> **SOURCE TEXT**

Tuesday 19 January 2016

Shit Happens in the Pathfinder - Death Defying Driving

I’ve heard that a child’s teenage years can age the parents.  I always thought this was in reference to the years after they turned 18; when they were adults and could do whatever the hell they wanted.  I have recently had an epiphany borne out of some hair raising experiences.  It seems the aging process is accelerated during their teenage years whilst they are learning to drive.
Most of you will remember my blog about Miss Marvellous learning to drive from the Blog Titled: Shit Happens - Learning to Drive posted on 22nd January 2015.  Here it is almost a year to the day and I am posting about it again.  This time, I am not posting about some elderly citizen who needs to be reamed with a cactus for behaving like a jerk, this time I am sharing some experiences that have surely contributed to the ever increasing lines etched onto my face.
Having  recently endured an operation on both feet, it had been a while since Miss Marvellous had sat behind the wheel sporting the ‘L’s.  She was not allowed to drive until her feet had healed enough to be able to stomp on the brakes.  I’m kind of glad of those criteria given the experiences of the last month or so.  I take my hat off to my daughter; she handled the mishaps (near death experiences?) like a boss and took the lessons learned in her stride.

A brief account of the first occasion actually appeared as a status update on my Facebook account.  We were once again located in Bright, our usual Christmas holiday location.  Miss Marvellous was eager to get back into the car and after the first day, she and The Captain decided that she would do a two hour drive most days to get some hours and some experience under her belt.  On this particular day, we had decided to visit Yackandandah, approximately a 50 minute drive from Bright.  The drive there was fine.  Miss Marvellous was driving, The Captain was in the front seat riding gunshot and Boy Wonder and I were in the back seat.  Yackandandah is a gorgeous country town that actually housed a couple of really nice galleries.  As we were sitting outside a small cafĂ© sipping a latte before heading back, we heard the distant rumble of thunder.  The sky was a boiling mass of dark clouds that promised rain in the very near future.  Captain Fantastic looked skyward and felt the need to unnecessarily state that the clouds held rain.  You don’t have to be a water diviner to work that one out but I let it slide without comment (a miraculous moment in time right there).  We had no idea that the rain would be as horrendously torrential as it turned out to be.  Had we known, we’d have just stayed in town until it passed.

> **COLLECTED MATERIAL**
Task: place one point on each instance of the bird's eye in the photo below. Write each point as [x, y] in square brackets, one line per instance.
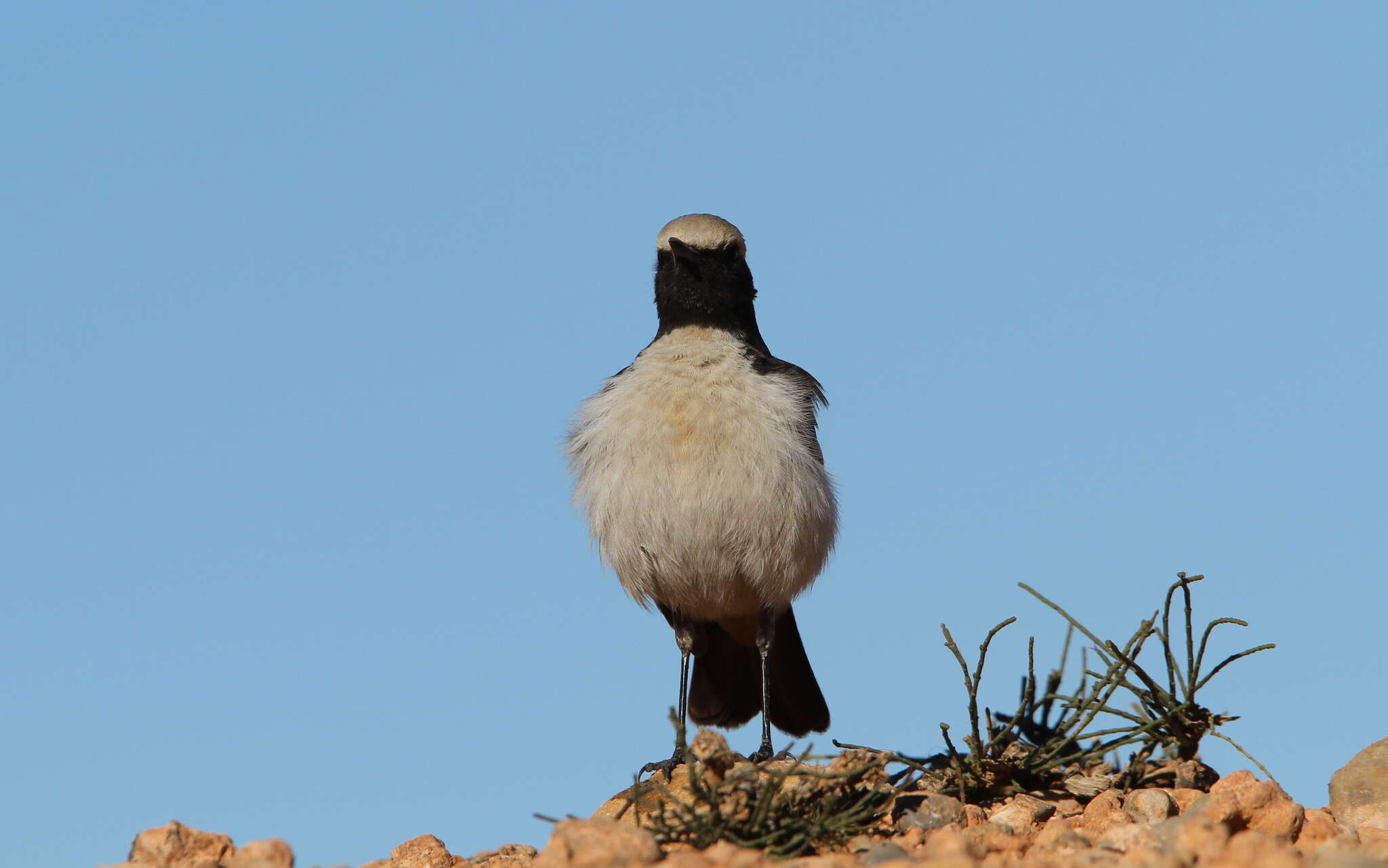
[690, 267]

> **WRITTEN INSTRUCTION 1**
In the blog post on learning to drive, about how long is the drive from Bright to Yackandandah?
> **WRITTEN INSTRUCTION 2**
Reproduce the blog post on learning to drive from "Having  recently endured" up to and including "in her stride.".
> **WRITTEN INSTRUCTION 3**
Take the blog post on learning to drive further, picking up after its last sentence.

> **WRITTEN RESPONSE 1**
Approximately 50 minutes.

> **WRITTEN RESPONSE 2**
Having  recently endured an operation on both feet, it had been a while since Miss Marvellous had sat behind the wheel sporting the ‘L’s.  She was not allowed to drive until her feet had healed enough to be able to stomp on the brakes.  I’m kind of glad of those criteria given the experiences of the last month or so.  I take my hat off to my daughter; she handled the mishaps (near death experiences?) like a boss and took the lessons learned in her stride.

> **WRITTEN RESPONSE 3**
As we headed back to the car, the sky had darkened and it had started to spit but I was hopeful that it would not get too heavy before we reached the safety of the caravan park.  About 15 minutes into the trip home, it had started to rain with earnest.  The speed limit on those rural highways is 100km/hr and it was at this speed that the heavens opened up and the torrential rain started.  Not prone to panic, Miss Marvellous set the windscreen wipers from fast to ‘hopped up on cocaine’ but still nothing could be seen though the windscreen.  She dropped to about 80km/hour, still dangerously fast when you can’t see a Goddamned thing out of the window. 

The Captain finally asked her if she’d like to pull over and to my horror, she said,
“No, it’s okay, I can see the lines.” 
What the fuck?  How can you see the lines?  You cannot see anything outside of the window except the pelting rain – you couldn’t even see more than a meter in front of the car.  If someone had stopped on that highway, we would have seen them seconds before we ploughed into them and died.  Boy Wonder and I were holding hands in the backseat, united in our terror.  The Captain was holding on to the Jesus bar and although he would never admit it, he was absolutely shitting himself.  Boy Wonder had started twisting my fingers painfully in his panic.  I seriously thought we were going to die…so much so that I wanted to scream,
“I love you all!”
but I was paralysed with fear so I just squeezed Boy Wonder’s hand harder.  Then Boy Wonder stepped over all sorts of boundaries, swearing to himself then yelling,
"Holy Shit!"
when the rain got even harder.  He looked at me and said,
“How can she be driving in this?”
Unable to even form an answer in my mind, I was thinking that I didn’t want to see death coming so I looked out of my side window and told him not to look out of the front windscreen.  I was planking in the backseat and my eyes were bulging like a panicked cow; Boy Wonder continued to stare out of the front windscreen.  It was at this point that I started emitting a high pitched squeal and squeezed my eyes shut. Miss Marvellous continued driving, not even a little worried, even though NO ONE COULD SEE A FRIGGING THING OUT THE WINDOW!  Finally the rain eased but I was so tense that I could have cracked walnuts with my butt cheeks and was breathing like I'd just escaped the clutches of death...which is literally what had just happened!  

Miss Marvellous looked in the rear view mirror and smiled wickedly, saying,
"Are you all calm in the back there?"
My lips had been squeezed together for so long with such pressure that I couldn’t open them enough to form words, let alone scream,
“No I am not fucking calm...you nearly killed me you Satanic Sorceress!”
All hail the queen of calm and evil.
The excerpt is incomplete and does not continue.